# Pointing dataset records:
-- Start --
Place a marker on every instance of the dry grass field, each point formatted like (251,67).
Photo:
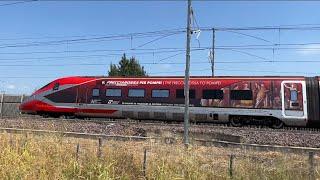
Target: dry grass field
(26,156)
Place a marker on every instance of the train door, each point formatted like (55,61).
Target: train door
(82,98)
(293,97)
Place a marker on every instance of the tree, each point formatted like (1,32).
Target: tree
(127,67)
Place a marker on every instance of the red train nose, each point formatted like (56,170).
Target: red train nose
(27,107)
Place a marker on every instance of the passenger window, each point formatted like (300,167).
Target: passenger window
(293,95)
(180,93)
(56,86)
(95,92)
(241,95)
(212,94)
(158,93)
(136,93)
(113,93)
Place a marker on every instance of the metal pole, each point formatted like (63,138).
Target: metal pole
(186,79)
(2,99)
(311,166)
(213,47)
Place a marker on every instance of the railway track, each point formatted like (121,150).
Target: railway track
(302,137)
(107,121)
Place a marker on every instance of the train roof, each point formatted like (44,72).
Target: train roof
(195,77)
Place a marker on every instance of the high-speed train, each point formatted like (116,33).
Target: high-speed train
(277,101)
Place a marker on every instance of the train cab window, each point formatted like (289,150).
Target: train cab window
(95,92)
(113,93)
(212,94)
(294,95)
(160,93)
(56,86)
(241,95)
(180,93)
(136,93)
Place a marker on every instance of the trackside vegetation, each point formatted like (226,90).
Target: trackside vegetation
(27,156)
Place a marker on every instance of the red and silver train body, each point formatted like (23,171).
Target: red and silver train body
(293,101)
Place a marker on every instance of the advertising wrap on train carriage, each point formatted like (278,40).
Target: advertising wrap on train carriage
(197,82)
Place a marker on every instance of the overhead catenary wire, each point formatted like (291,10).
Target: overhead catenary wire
(14,3)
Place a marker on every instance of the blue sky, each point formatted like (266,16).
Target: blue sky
(43,21)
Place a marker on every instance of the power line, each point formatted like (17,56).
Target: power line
(248,35)
(14,3)
(95,39)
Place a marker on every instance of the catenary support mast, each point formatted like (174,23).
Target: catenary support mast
(186,79)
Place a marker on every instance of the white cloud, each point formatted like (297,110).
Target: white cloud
(312,49)
(11,86)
-- End --
# JOB:
Render the lines from the one containing "Place a marker on every instance of the power" through the final line as a JSON list of strings, one string per line, leaving out any blank lines.

# TASK OUTPUT:
[
  "Place a marker on every instance of the power line, each point formatted like (17,56).",
  "Target: power line",
  "(248,35)",
  "(14,3)",
  "(95,39)",
  "Place a marker on every instance of the catenary support mast, each point formatted like (174,23).",
  "Target: catenary support mast",
  "(186,79)",
  "Place a marker on every instance of the white cloud, each point formatted like (297,110).",
  "Target: white cloud",
  "(312,49)",
  "(11,86)"
]